#### Records supplied
----------

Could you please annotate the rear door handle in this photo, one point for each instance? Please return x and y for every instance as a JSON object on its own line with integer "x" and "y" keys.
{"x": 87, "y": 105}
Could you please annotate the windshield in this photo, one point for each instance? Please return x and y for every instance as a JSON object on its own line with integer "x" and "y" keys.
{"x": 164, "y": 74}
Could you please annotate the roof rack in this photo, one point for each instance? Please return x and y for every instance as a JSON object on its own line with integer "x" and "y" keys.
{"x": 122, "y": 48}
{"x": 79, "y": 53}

----------

#### What you will do
Each line from the one containing "Could you please annotate the windshield" down to the final line of the listing must appear in the answer exactly as written, and no other line may.

#### Output of the exercise
Could you please annotate the windshield in this photo, one point for each instance? Please return x and y for every instance as a JSON object on its own line with integer "x" and "y" keys.
{"x": 164, "y": 74}
Could you please annotate the roof rack in this photo, one point for each instance? Please return x and y for every instance as a JSON object on its own line with integer "x" and "y" keys.
{"x": 122, "y": 48}
{"x": 79, "y": 53}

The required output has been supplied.